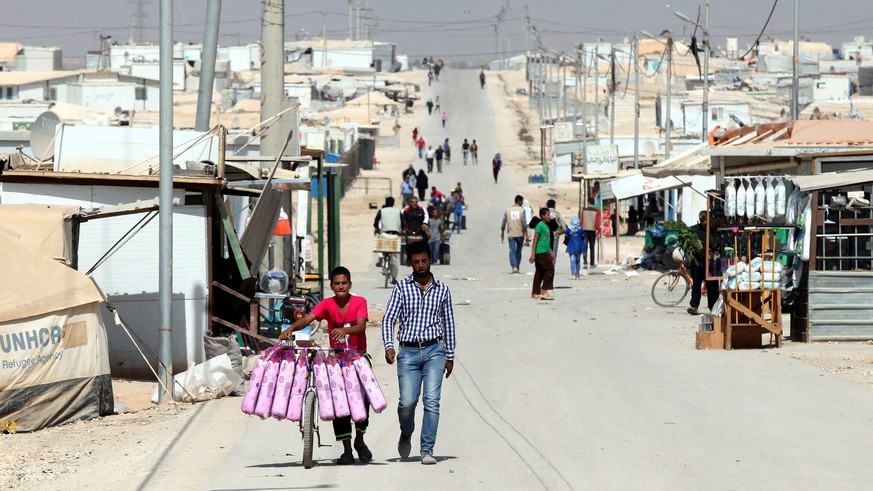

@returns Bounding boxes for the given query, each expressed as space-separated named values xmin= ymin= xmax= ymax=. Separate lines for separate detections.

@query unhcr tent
xmin=0 ymin=229 xmax=113 ymax=431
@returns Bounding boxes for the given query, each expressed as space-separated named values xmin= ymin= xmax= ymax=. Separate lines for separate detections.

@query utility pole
xmin=631 ymin=36 xmax=640 ymax=169
xmin=158 ymin=0 xmax=173 ymax=403
xmin=591 ymin=43 xmax=600 ymax=145
xmin=700 ymin=0 xmax=709 ymax=142
xmin=609 ymin=45 xmax=616 ymax=145
xmin=791 ymin=0 xmax=800 ymax=121
xmin=664 ymin=33 xmax=673 ymax=160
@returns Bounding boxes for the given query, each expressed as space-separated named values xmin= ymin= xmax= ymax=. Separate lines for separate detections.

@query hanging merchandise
xmin=764 ymin=177 xmax=776 ymax=220
xmin=270 ymin=349 xmax=294 ymax=419
xmin=286 ymin=350 xmax=309 ymax=421
xmin=775 ymin=177 xmax=787 ymax=215
xmin=755 ymin=178 xmax=767 ymax=217
xmin=737 ymin=178 xmax=746 ymax=218
xmin=255 ymin=349 xmax=282 ymax=419
xmin=240 ymin=348 xmax=273 ymax=414
xmin=342 ymin=357 xmax=367 ymax=423
xmin=312 ymin=351 xmax=334 ymax=421
xmin=352 ymin=356 xmax=388 ymax=413
xmin=327 ymin=356 xmax=351 ymax=418
xmin=724 ymin=179 xmax=737 ymax=217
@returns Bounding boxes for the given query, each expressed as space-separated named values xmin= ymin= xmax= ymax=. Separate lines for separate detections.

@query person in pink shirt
xmin=279 ymin=266 xmax=373 ymax=465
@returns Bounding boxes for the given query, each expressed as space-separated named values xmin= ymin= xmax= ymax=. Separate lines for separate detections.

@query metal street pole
xmin=158 ymin=0 xmax=173 ymax=403
xmin=700 ymin=0 xmax=709 ymax=142
xmin=194 ymin=0 xmax=221 ymax=131
xmin=791 ymin=0 xmax=800 ymax=121
xmin=631 ymin=36 xmax=640 ymax=169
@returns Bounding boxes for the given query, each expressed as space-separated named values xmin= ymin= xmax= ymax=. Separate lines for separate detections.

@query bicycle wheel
xmin=652 ymin=271 xmax=691 ymax=307
xmin=303 ymin=390 xmax=315 ymax=469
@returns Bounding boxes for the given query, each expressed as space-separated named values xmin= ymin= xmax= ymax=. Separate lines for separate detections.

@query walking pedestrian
xmin=427 ymin=206 xmax=446 ymax=264
xmin=382 ymin=242 xmax=455 ymax=465
xmin=400 ymin=176 xmax=415 ymax=206
xmin=433 ymin=145 xmax=446 ymax=174
xmin=424 ymin=145 xmax=434 ymax=172
xmin=582 ymin=202 xmax=600 ymax=269
xmin=449 ymin=191 xmax=464 ymax=234
xmin=416 ymin=135 xmax=424 ymax=159
xmin=415 ymin=169 xmax=427 ymax=201
xmin=279 ymin=266 xmax=373 ymax=465
xmin=530 ymin=207 xmax=555 ymax=300
xmin=686 ymin=211 xmax=718 ymax=315
xmin=500 ymin=195 xmax=528 ymax=274
xmin=564 ymin=216 xmax=585 ymax=280
xmin=491 ymin=153 xmax=503 ymax=184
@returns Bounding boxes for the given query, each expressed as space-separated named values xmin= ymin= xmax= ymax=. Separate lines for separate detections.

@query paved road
xmin=202 ymin=70 xmax=873 ymax=489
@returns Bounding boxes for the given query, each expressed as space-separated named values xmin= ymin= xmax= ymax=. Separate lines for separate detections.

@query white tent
xmin=0 ymin=230 xmax=113 ymax=431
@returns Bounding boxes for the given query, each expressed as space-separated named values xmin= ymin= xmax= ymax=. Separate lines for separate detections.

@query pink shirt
xmin=312 ymin=295 xmax=370 ymax=352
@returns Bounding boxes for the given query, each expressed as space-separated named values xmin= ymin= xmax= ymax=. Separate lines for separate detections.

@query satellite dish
xmin=30 ymin=111 xmax=61 ymax=161
xmin=643 ymin=141 xmax=655 ymax=157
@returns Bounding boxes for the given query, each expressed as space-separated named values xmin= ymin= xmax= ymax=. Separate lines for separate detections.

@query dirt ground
xmin=0 ymin=67 xmax=873 ymax=489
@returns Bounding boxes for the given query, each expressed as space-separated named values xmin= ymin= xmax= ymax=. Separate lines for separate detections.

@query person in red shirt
xmin=279 ymin=266 xmax=373 ymax=465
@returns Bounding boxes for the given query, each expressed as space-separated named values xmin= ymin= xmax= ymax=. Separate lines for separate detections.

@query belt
xmin=400 ymin=338 xmax=443 ymax=349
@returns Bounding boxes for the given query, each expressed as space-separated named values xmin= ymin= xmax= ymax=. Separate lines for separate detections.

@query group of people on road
xmin=279 ymin=236 xmax=456 ymax=465
xmin=500 ymin=195 xmax=599 ymax=300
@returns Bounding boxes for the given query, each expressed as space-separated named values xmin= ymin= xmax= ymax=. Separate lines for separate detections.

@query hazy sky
xmin=0 ymin=0 xmax=873 ymax=62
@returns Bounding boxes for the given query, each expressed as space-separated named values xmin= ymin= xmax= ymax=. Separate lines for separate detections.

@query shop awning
xmin=643 ymin=143 xmax=712 ymax=177
xmin=600 ymin=171 xmax=691 ymax=200
xmin=790 ymin=169 xmax=873 ymax=191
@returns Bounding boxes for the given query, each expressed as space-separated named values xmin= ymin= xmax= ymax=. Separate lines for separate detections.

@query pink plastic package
xmin=327 ymin=356 xmax=352 ymax=418
xmin=270 ymin=350 xmax=294 ymax=420
xmin=240 ymin=358 xmax=267 ymax=414
xmin=312 ymin=352 xmax=334 ymax=421
xmin=255 ymin=351 xmax=281 ymax=419
xmin=352 ymin=356 xmax=388 ymax=413
xmin=343 ymin=359 xmax=367 ymax=423
xmin=285 ymin=350 xmax=309 ymax=421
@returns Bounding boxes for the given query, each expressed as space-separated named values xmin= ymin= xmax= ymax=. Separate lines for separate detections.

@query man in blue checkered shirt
xmin=382 ymin=241 xmax=455 ymax=465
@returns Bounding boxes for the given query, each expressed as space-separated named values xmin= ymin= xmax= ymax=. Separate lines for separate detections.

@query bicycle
xmin=652 ymin=262 xmax=693 ymax=307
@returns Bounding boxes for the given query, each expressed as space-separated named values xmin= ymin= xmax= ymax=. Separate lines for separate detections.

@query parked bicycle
xmin=652 ymin=262 xmax=693 ymax=307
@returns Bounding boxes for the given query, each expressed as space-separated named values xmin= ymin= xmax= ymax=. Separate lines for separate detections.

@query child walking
xmin=564 ymin=216 xmax=585 ymax=280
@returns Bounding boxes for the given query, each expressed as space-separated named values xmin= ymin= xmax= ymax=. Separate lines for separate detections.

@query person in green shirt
xmin=530 ymin=207 xmax=555 ymax=300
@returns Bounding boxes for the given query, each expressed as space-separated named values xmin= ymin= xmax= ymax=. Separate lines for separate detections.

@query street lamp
xmin=640 ymin=31 xmax=673 ymax=160
xmin=673 ymin=0 xmax=709 ymax=141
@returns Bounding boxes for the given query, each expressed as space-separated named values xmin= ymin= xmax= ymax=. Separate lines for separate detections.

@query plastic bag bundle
xmin=240 ymin=356 xmax=267 ymax=414
xmin=764 ymin=177 xmax=776 ymax=220
xmin=724 ymin=261 xmax=748 ymax=278
xmin=776 ymin=177 xmax=787 ymax=215
xmin=342 ymin=359 xmax=367 ymax=423
xmin=312 ymin=352 xmax=335 ymax=421
xmin=255 ymin=351 xmax=281 ymax=419
xmin=755 ymin=179 xmax=775 ymax=216
xmin=746 ymin=179 xmax=755 ymax=220
xmin=739 ymin=271 xmax=761 ymax=282
xmin=270 ymin=350 xmax=294 ymax=419
xmin=352 ymin=356 xmax=388 ymax=413
xmin=724 ymin=179 xmax=737 ymax=217
xmin=737 ymin=179 xmax=746 ymax=217
xmin=286 ymin=350 xmax=309 ymax=421
xmin=327 ymin=356 xmax=352 ymax=418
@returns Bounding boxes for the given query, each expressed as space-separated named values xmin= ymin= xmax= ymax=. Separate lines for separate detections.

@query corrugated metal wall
xmin=809 ymin=271 xmax=873 ymax=341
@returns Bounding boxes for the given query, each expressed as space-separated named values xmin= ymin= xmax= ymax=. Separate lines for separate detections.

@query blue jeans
xmin=397 ymin=342 xmax=446 ymax=453
xmin=509 ymin=237 xmax=524 ymax=269
xmin=570 ymin=254 xmax=581 ymax=276
xmin=427 ymin=239 xmax=442 ymax=264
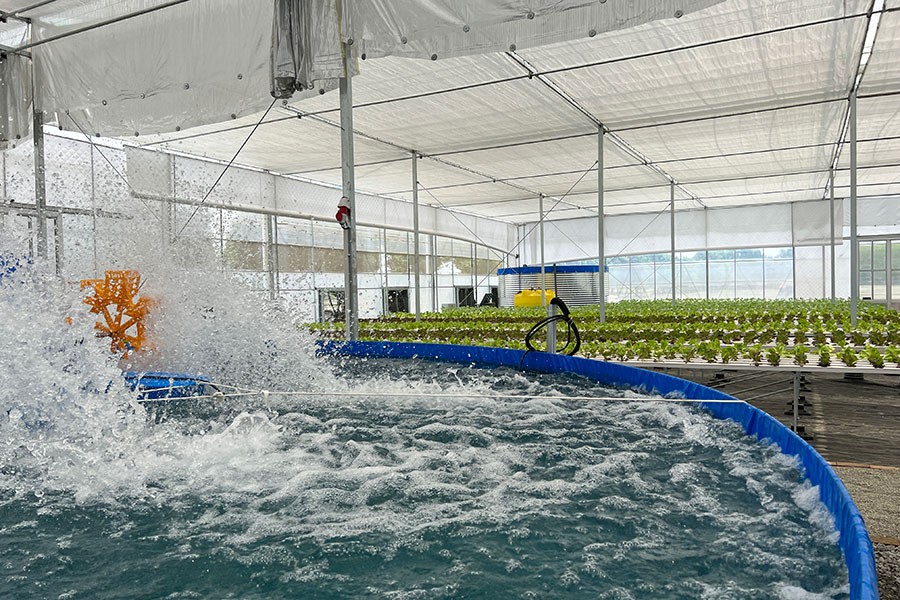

### INSTRUCTIONS TO FOLLOW
Locate each line of the material above that contains the word "walking". Copy all of those lines.

### EXPECTED OUTPUT
@query walking pedestrian
@query child walking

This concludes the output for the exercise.